**WHAT THE EXERCISE ASKS**: Filter the data below down to the lines that contain the string "platform". Treat matching as case-sensitive.
====== ENTRIES PROVIDED
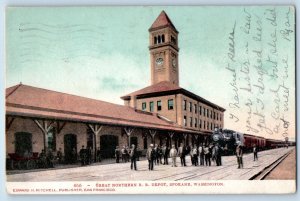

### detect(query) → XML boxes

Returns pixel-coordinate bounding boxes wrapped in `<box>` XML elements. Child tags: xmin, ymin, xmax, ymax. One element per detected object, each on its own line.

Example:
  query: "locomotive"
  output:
<box><xmin>211</xmin><ymin>128</ymin><xmax>295</xmax><ymax>155</ymax></box>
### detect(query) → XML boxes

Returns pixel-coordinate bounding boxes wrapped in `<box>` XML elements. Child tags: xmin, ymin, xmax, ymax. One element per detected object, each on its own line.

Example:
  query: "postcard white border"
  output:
<box><xmin>0</xmin><ymin>0</ymin><xmax>300</xmax><ymax>201</ymax></box>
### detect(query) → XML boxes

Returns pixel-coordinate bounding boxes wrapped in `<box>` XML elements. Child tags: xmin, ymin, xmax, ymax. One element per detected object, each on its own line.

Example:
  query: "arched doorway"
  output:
<box><xmin>130</xmin><ymin>137</ymin><xmax>138</xmax><ymax>147</ymax></box>
<box><xmin>100</xmin><ymin>135</ymin><xmax>119</xmax><ymax>158</ymax></box>
<box><xmin>15</xmin><ymin>132</ymin><xmax>32</xmax><ymax>156</ymax></box>
<box><xmin>64</xmin><ymin>134</ymin><xmax>77</xmax><ymax>164</ymax></box>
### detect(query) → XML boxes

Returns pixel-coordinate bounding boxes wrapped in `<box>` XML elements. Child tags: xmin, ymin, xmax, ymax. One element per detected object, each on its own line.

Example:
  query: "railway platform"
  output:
<box><xmin>7</xmin><ymin>147</ymin><xmax>295</xmax><ymax>182</ymax></box>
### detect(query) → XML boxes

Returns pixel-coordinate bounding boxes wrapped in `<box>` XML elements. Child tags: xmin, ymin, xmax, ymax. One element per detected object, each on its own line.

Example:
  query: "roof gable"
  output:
<box><xmin>121</xmin><ymin>81</ymin><xmax>181</xmax><ymax>100</ymax></box>
<box><xmin>149</xmin><ymin>11</ymin><xmax>178</xmax><ymax>32</ymax></box>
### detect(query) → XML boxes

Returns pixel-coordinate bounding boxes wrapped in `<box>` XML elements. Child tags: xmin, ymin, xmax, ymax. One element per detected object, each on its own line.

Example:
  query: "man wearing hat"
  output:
<box><xmin>146</xmin><ymin>144</ymin><xmax>155</xmax><ymax>170</ymax></box>
<box><xmin>170</xmin><ymin>144</ymin><xmax>177</xmax><ymax>167</ymax></box>
<box><xmin>235</xmin><ymin>141</ymin><xmax>243</xmax><ymax>169</ymax></box>
<box><xmin>130</xmin><ymin>144</ymin><xmax>137</xmax><ymax>170</ymax></box>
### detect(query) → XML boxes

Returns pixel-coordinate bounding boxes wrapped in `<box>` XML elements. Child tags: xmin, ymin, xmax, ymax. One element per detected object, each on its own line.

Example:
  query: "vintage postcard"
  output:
<box><xmin>5</xmin><ymin>5</ymin><xmax>296</xmax><ymax>194</ymax></box>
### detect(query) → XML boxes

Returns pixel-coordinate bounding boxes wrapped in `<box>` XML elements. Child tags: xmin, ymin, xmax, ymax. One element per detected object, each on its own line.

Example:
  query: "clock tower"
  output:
<box><xmin>149</xmin><ymin>11</ymin><xmax>179</xmax><ymax>86</ymax></box>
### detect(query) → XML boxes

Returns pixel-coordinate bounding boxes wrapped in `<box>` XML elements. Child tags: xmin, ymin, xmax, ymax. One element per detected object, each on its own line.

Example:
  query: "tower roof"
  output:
<box><xmin>149</xmin><ymin>10</ymin><xmax>178</xmax><ymax>32</ymax></box>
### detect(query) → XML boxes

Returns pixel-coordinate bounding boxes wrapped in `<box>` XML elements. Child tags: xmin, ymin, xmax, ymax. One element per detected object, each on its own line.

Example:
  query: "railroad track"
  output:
<box><xmin>249</xmin><ymin>150</ymin><xmax>292</xmax><ymax>180</ymax></box>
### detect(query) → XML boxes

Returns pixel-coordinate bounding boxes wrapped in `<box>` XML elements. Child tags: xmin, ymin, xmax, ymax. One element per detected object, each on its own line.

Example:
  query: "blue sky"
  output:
<box><xmin>6</xmin><ymin>6</ymin><xmax>295</xmax><ymax>139</ymax></box>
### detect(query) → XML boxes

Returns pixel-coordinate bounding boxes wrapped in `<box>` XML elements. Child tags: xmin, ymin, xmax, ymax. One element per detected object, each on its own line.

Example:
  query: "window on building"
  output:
<box><xmin>171</xmin><ymin>36</ymin><xmax>176</xmax><ymax>45</ymax></box>
<box><xmin>168</xmin><ymin>99</ymin><xmax>174</xmax><ymax>110</ymax></box>
<box><xmin>142</xmin><ymin>102</ymin><xmax>147</xmax><ymax>111</ymax></box>
<box><xmin>183</xmin><ymin>100</ymin><xmax>186</xmax><ymax>110</ymax></box>
<box><xmin>150</xmin><ymin>101</ymin><xmax>154</xmax><ymax>112</ymax></box>
<box><xmin>143</xmin><ymin>136</ymin><xmax>148</xmax><ymax>149</ymax></box>
<box><xmin>157</xmin><ymin>101</ymin><xmax>161</xmax><ymax>111</ymax></box>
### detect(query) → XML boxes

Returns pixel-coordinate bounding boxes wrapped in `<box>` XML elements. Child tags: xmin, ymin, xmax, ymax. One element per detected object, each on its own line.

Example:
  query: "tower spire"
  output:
<box><xmin>149</xmin><ymin>10</ymin><xmax>178</xmax><ymax>33</ymax></box>
<box><xmin>149</xmin><ymin>11</ymin><xmax>179</xmax><ymax>86</ymax></box>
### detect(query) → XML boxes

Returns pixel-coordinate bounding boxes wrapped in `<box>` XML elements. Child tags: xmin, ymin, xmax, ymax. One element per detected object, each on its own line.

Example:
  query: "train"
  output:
<box><xmin>211</xmin><ymin>129</ymin><xmax>296</xmax><ymax>155</ymax></box>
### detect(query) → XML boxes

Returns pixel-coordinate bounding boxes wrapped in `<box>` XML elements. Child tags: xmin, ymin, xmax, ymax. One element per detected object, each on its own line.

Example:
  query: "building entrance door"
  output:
<box><xmin>15</xmin><ymin>132</ymin><xmax>32</xmax><ymax>156</ymax></box>
<box><xmin>64</xmin><ymin>134</ymin><xmax>77</xmax><ymax>164</ymax></box>
<box><xmin>100</xmin><ymin>135</ymin><xmax>119</xmax><ymax>159</ymax></box>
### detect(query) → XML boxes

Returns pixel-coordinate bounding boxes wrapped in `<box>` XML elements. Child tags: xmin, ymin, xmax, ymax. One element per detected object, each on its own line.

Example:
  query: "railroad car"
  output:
<box><xmin>211</xmin><ymin>129</ymin><xmax>288</xmax><ymax>155</ymax></box>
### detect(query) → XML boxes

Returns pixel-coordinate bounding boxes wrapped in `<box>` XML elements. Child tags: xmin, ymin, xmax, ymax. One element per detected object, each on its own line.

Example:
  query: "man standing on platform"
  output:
<box><xmin>115</xmin><ymin>146</ymin><xmax>120</xmax><ymax>163</ymax></box>
<box><xmin>235</xmin><ymin>142</ymin><xmax>243</xmax><ymax>169</ymax></box>
<box><xmin>253</xmin><ymin>144</ymin><xmax>258</xmax><ymax>161</ymax></box>
<box><xmin>178</xmin><ymin>143</ymin><xmax>186</xmax><ymax>166</ymax></box>
<box><xmin>198</xmin><ymin>143</ymin><xmax>204</xmax><ymax>165</ymax></box>
<box><xmin>162</xmin><ymin>144</ymin><xmax>169</xmax><ymax>165</ymax></box>
<box><xmin>170</xmin><ymin>144</ymin><xmax>177</xmax><ymax>167</ymax></box>
<box><xmin>130</xmin><ymin>144</ymin><xmax>137</xmax><ymax>170</ymax></box>
<box><xmin>146</xmin><ymin>144</ymin><xmax>155</xmax><ymax>170</ymax></box>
============
**REPLY TO THE TASK**:
  query: "railway platform"
  query: "man standing on platform"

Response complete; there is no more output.